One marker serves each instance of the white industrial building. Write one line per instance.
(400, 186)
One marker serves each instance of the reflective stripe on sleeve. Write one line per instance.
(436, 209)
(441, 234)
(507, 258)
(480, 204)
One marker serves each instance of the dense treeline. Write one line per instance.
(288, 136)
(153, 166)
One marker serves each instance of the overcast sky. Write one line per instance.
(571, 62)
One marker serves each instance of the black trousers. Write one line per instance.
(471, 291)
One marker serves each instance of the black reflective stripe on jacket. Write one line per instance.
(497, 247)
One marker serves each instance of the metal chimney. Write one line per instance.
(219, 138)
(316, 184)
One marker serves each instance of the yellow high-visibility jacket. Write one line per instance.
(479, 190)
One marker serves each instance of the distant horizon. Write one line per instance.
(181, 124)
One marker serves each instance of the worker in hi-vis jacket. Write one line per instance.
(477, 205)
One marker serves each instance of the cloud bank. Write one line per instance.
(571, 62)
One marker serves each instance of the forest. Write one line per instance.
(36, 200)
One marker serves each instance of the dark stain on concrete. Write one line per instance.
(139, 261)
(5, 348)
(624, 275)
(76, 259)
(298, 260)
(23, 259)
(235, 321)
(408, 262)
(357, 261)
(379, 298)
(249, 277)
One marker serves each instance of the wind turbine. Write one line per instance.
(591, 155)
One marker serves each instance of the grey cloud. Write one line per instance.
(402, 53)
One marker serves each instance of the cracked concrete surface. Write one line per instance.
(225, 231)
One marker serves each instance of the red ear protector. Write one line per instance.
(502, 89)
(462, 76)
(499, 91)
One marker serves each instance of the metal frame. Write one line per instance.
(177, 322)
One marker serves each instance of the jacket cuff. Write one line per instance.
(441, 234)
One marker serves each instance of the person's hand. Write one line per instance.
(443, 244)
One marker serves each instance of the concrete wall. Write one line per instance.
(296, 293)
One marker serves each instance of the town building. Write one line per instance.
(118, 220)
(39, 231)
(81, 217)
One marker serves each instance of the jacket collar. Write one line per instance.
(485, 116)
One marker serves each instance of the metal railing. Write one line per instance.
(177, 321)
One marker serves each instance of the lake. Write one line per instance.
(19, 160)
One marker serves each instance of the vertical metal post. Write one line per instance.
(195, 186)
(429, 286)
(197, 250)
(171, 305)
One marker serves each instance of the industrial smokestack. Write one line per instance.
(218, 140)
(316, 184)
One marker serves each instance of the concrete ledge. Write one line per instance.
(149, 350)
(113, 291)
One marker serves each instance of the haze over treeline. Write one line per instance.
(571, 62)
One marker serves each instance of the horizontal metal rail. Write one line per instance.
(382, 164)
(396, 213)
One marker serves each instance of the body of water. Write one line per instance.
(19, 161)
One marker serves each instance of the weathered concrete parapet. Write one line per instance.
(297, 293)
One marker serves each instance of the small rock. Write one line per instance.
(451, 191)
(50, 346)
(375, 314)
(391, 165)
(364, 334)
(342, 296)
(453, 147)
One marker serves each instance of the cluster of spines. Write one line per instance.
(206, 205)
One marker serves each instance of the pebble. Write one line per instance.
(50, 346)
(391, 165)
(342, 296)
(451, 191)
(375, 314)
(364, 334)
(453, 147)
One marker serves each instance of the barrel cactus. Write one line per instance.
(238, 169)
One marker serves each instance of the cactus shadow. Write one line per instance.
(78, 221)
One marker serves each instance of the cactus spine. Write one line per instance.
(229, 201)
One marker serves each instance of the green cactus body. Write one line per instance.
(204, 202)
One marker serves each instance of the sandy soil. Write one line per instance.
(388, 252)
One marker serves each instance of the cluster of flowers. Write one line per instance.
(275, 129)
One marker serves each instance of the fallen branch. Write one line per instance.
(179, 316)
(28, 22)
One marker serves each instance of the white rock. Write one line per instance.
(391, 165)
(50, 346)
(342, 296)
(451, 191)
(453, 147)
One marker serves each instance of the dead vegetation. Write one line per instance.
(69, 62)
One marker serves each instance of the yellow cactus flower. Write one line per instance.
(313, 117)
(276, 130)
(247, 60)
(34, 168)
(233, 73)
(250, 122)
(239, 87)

- [Goal of the exercise]
Give every line of the listing again. Keep each one exact.

- [Finished task]
One marker serves each instance of the white industrial building. Write one line per instance.
(400, 186)
One marker serves each instance of the reflective stripe on sleeve. Write one line per instance.
(436, 209)
(441, 234)
(507, 258)
(480, 204)
One marker serves each instance of the dense treeline. Write one line per instance.
(288, 136)
(153, 166)
One marker serves each instance of the overcast sky. Write one line per instance.
(571, 62)
One marker serves each instance of the black trousers. Write one line per instance.
(471, 291)
One marker serves each instance of the black reflective stripe on jacket. Write one line per instance.
(497, 247)
One marker serves each instance of the metal chimney. Write one line per instance.
(219, 138)
(316, 184)
One marker serves each instance of the yellow high-visibility jacket. Write one line per instance.
(479, 190)
One marker serves each instance of the distant horizon. Write one line per instance.
(181, 124)
One marker serves each instance of the worker in hi-vis jacket. Write one line per instance.
(477, 205)
One marker serves each instance of the cloud bank. Write one line per instance.
(571, 62)
One marker serves each instance of the forest. Write one line per instance.
(36, 200)
One marker serves each instance of the dark stain on concrete. Write one line per instance.
(139, 261)
(5, 348)
(624, 275)
(76, 259)
(298, 260)
(23, 259)
(235, 321)
(408, 262)
(357, 261)
(379, 298)
(249, 277)
One marker serves each instance of the wind turbine. Write one line per instance.
(591, 155)
One marker serves each instance of the grey cloud. Write one line per instance.
(402, 53)
One marker serves each instance of the cracked concrete surface. Write one line per instance.
(225, 231)
One marker serves each instance of the red ear protector. Write one line per instance.
(502, 89)
(462, 76)
(499, 91)
One marker serves each instance of the metal frame. Write one line per instance.
(177, 322)
One marker serves each instance of the jacket cuff. Write one line per instance.
(441, 234)
One marker serves each instance of the person's hand. Write one line per instance.
(443, 244)
One marker serves each instance of the concrete wall. Write one line per instance.
(296, 293)
One marker serves each instance of the town building. Write one line per instance.
(118, 220)
(39, 231)
(81, 217)
One marker serves each instance of the jacket collar. Write one line per instance.
(485, 116)
One marker serves each instance of the metal railing. Write one line per instance.
(177, 321)
One marker serves each instance of the lake. Write one line per instance.
(19, 160)
One marker serves each instance of the vertical metal post. Write one line per instance.
(195, 186)
(429, 286)
(197, 250)
(171, 305)
One marker serves each instance of the industrial smokestack. Write one line per instance.
(218, 140)
(316, 184)
One marker serves each instance of the concrete ledge. Write one line per instance.
(149, 350)
(113, 291)
One marker serves each instance of the haze over treeline. Write one line per instance.
(571, 62)
One marker serves each instance of the horizontal metal rail. Write one line per instance.
(382, 164)
(396, 213)
One marker serves each instance of the body of water. Write one line per instance.
(19, 161)
One marker serves each instance of the weathered concrete parapet. Write one line per instance.
(297, 293)
One marker serves each instance of the small rock. Write one line per instance.
(451, 191)
(50, 346)
(375, 314)
(391, 165)
(364, 334)
(342, 296)
(453, 147)
One marker serves each instance of the cluster of spines. Write one line per instance.
(206, 205)
One marker serves each instance of the pebble. Write one line per instance.
(50, 346)
(391, 165)
(342, 296)
(451, 191)
(375, 314)
(364, 334)
(453, 147)
One marker serves each instance of the barrel cactus. Write one line per instance.
(238, 169)
One marker serves each instance of the cactus shadow. Write one line per instance.
(78, 221)
One marker serves each instance of the cactus spine. Write one line per instance.
(229, 201)
One marker serves each instance of the green cactus body. Write one line per instance.
(204, 202)
One marker serves each instance of the sandy soil. Write one line per instance.
(388, 252)
One marker serves each instance of the cluster of flowers. Write one line per instance.
(275, 129)
One marker serves each instance of the fallen branch. Write one line per instance.
(179, 316)
(28, 22)
One marker serves each instance of the white rock. Write one line per instance.
(391, 165)
(50, 346)
(342, 296)
(451, 191)
(453, 147)
One marker serves each instance of the dead vegetation. Write one line per instance.
(69, 62)
One marker serves each instance of the yellow cactus flower. Write one line per instance.
(313, 117)
(276, 130)
(247, 60)
(34, 168)
(233, 73)
(250, 122)
(239, 87)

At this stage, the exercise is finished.